About this exercise
For each entry, repeat the text exactly and omit any picture it holds.

- - - - - - -

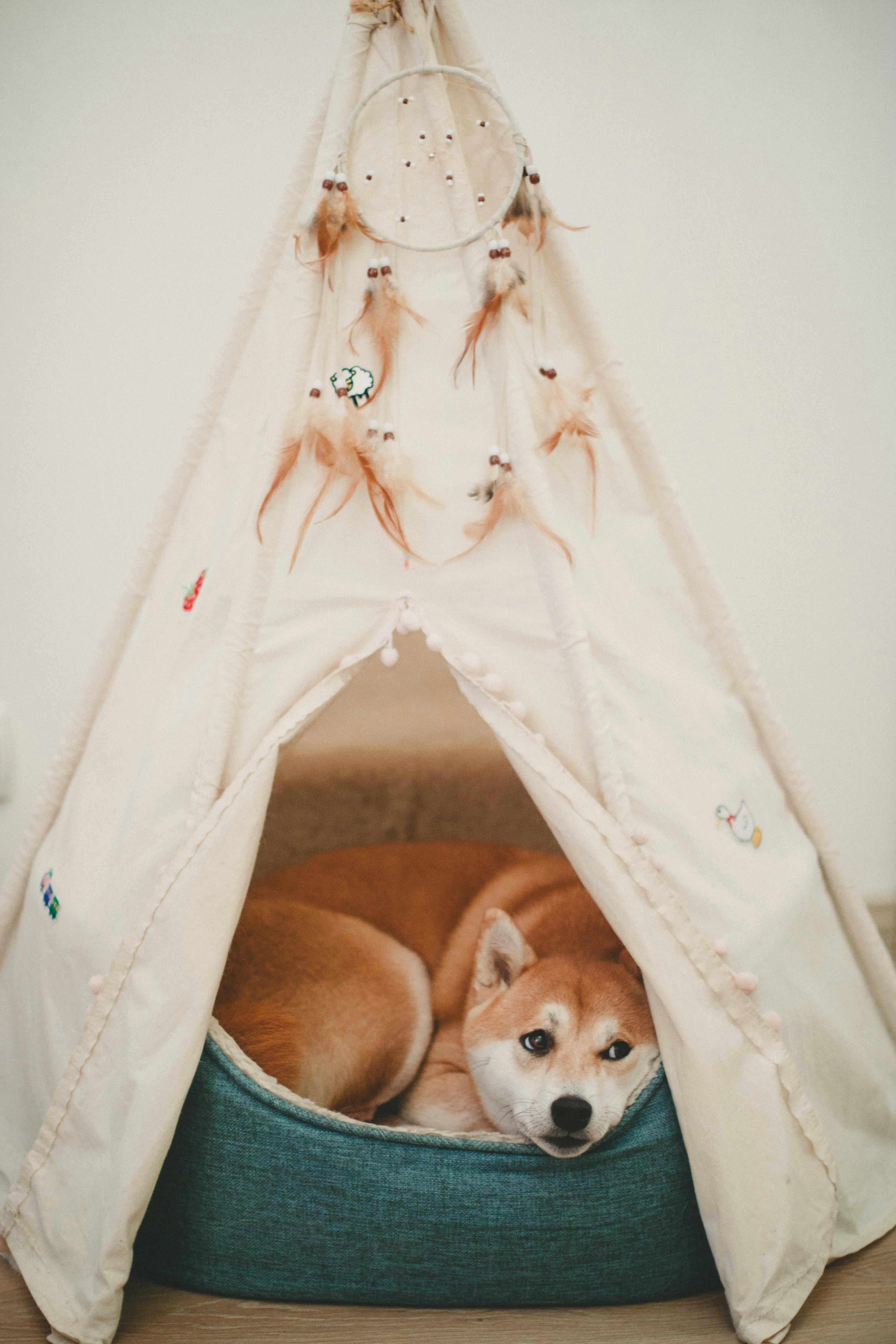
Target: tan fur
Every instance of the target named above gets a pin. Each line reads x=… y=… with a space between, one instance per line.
x=577 y=960
x=326 y=1003
x=316 y=990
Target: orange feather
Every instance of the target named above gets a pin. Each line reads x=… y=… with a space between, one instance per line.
x=381 y=314
x=508 y=498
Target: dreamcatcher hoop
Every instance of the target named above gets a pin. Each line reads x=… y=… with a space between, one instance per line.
x=498 y=218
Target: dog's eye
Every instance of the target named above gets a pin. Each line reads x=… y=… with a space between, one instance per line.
x=618 y=1050
x=538 y=1042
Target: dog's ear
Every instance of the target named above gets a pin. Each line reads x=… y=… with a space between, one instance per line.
x=631 y=964
x=502 y=954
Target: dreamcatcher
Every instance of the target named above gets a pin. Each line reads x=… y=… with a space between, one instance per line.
x=457 y=173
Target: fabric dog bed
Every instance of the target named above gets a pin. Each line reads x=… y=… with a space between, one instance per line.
x=264 y=1198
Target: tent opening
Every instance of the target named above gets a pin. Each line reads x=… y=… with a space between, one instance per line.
x=400 y=755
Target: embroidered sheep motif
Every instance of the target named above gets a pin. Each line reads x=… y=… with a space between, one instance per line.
x=359 y=382
x=742 y=825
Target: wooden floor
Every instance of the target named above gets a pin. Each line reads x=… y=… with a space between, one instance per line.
x=855 y=1303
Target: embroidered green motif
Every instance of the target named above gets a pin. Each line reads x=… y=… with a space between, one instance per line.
x=50 y=900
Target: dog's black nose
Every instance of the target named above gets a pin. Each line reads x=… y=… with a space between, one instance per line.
x=571 y=1114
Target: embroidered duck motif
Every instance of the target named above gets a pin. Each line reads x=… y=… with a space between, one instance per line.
x=742 y=825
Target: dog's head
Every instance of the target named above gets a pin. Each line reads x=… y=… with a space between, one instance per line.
x=557 y=1046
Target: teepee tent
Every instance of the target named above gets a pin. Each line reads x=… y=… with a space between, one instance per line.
x=524 y=522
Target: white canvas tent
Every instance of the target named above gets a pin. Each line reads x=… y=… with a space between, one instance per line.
x=636 y=716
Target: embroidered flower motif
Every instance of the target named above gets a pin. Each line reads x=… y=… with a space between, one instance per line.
x=193 y=593
x=50 y=901
x=742 y=825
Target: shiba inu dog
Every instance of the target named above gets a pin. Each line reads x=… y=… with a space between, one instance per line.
x=542 y=1021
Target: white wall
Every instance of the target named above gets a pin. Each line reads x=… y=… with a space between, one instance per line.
x=735 y=159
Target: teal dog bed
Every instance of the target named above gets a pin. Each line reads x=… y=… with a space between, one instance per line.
x=263 y=1198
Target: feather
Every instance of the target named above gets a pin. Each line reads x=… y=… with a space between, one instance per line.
x=531 y=213
x=334 y=443
x=335 y=218
x=315 y=437
x=392 y=466
x=381 y=315
x=377 y=6
x=507 y=497
x=503 y=284
x=573 y=423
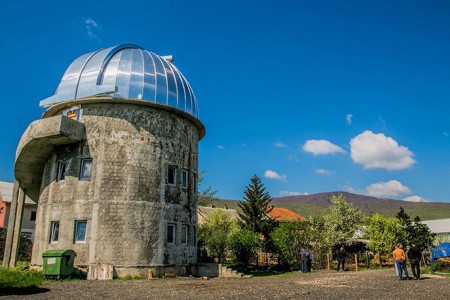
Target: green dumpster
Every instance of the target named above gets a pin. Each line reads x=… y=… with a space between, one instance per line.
x=58 y=263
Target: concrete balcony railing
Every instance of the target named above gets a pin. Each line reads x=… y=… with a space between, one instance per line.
x=36 y=145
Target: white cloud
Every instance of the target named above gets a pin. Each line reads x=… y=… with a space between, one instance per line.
x=320 y=147
x=274 y=175
x=323 y=172
x=292 y=157
x=289 y=193
x=280 y=145
x=377 y=151
x=392 y=188
x=349 y=117
x=350 y=189
x=91 y=26
x=415 y=198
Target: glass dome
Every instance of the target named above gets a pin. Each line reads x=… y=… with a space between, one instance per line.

- - - - - - -

Answer for this exercise
Target: tan fur
Every instance of the target named above gets a pin. Each line reads x=… y=… with a space between, one instance per line.
x=577 y=960
x=326 y=1003
x=316 y=990
Target: orange feather
Every instance of the target named above gets a pin. Each line reads x=… y=… with a space between, one instance per line.
x=381 y=314
x=508 y=498
Target: dreamcatcher hoop
Every instance of the target named above gets a pin. Each line reads x=… y=… with a space between, one instance per line.
x=498 y=218
Target: dog's eye
Every instance of the target named above gets a pin. Each line reads x=… y=… with a space between, one instance per line.
x=618 y=1050
x=538 y=1042
Target: dog's ear
Every instance of the target named above gets a pin. Each line reads x=… y=… with a space between, one instance per line.
x=631 y=964
x=502 y=954
Target: dreamcatcher
Every instance of the target named above gets a pin. Each line reads x=… y=… with a space between, one instance per line.
x=457 y=173
Target: fabric dog bed
Every instance of the target named above gets a pin. Each line reads x=… y=… with a space between, one instance per line.
x=264 y=1198
Target: tent opening
Every instance of the target named above gets a pin. Each line reads x=… y=… with a space between, one instance per line.
x=400 y=755
Target: embroidered sheep motif
Every instance of the target named above gets a pin. Each line reads x=… y=… with a space between, one instance per line.
x=359 y=382
x=742 y=825
Target: wooden floor
Every instance of the target named above gets a pin. Each line reads x=… y=… with a space between, one instance per line.
x=855 y=1303
Target: embroidered green motif
Every instance of the target named above gets a pin. Each line reads x=… y=… with a space between, one instance per line.
x=50 y=900
Target: dog's black nose
Every instance of the target named above gets a pin. Each line reads x=… y=… with a space between, one instance per line.
x=571 y=1114
Target: embroidered duck motif
Every instance of the target named above gets a pin. Each line reads x=… y=… with a space between, one instance per line.
x=742 y=825
Target: dog's head
Every instance of the target named above gets a pin. Each line reads x=… y=… with a space between, one instance per line.
x=557 y=1046
Target: teepee tent
Every instance of the target named above gets a pin. Each line reads x=… y=… with a space between, one instance per line.
x=524 y=522
Target: white canvas tent
Every instance of the target named above gets a pin. Each line reads x=… y=… with a space between, one instance per line.
x=636 y=716
Target: embroidered flower motif
Every instance of the target named above gets a pin. Each line reads x=… y=… with a space between, one instance per line.
x=193 y=593
x=50 y=901
x=742 y=825
Target: shiba inu dog
Every instance of the target named above gets a pin. Each line reads x=… y=… with a space between, one instance per line.
x=542 y=1021
Target: white wall
Every instance of the target named above gets a pin. Each line reads x=… y=… with a space between, one instance per line.
x=735 y=159
Target: teal dog bed
Every instance of the target named above gets a pin. Each line reads x=… y=… with a space between, one instance per line.
x=263 y=1198
Target: feather
Every instance of the target named above gets a pin. Each line reads x=… y=… with a space between, one instance per line.
x=531 y=213
x=334 y=443
x=335 y=218
x=315 y=437
x=392 y=466
x=381 y=315
x=377 y=6
x=507 y=497
x=503 y=284
x=573 y=423
Target: green dumpster
Every instance of the target named above gets a pin. Each line reads x=… y=… with a space between, one instance per line.
x=58 y=263
Target: concrete balcony railing
Every instance of the target named above gets a pin. Each line reads x=… y=… with a space between, one instance per line.
x=36 y=145
Target: white cloud
Every instance of the target named above gets a pin. Each line reads x=… y=… with a space between, one instance per line.
x=320 y=147
x=274 y=175
x=323 y=172
x=292 y=157
x=289 y=193
x=280 y=145
x=377 y=151
x=392 y=188
x=349 y=117
x=350 y=189
x=91 y=26
x=415 y=198
Target: glass dome
Every instance of the target named above gets a pin. Each line reads x=… y=… with a space between, one instance per line.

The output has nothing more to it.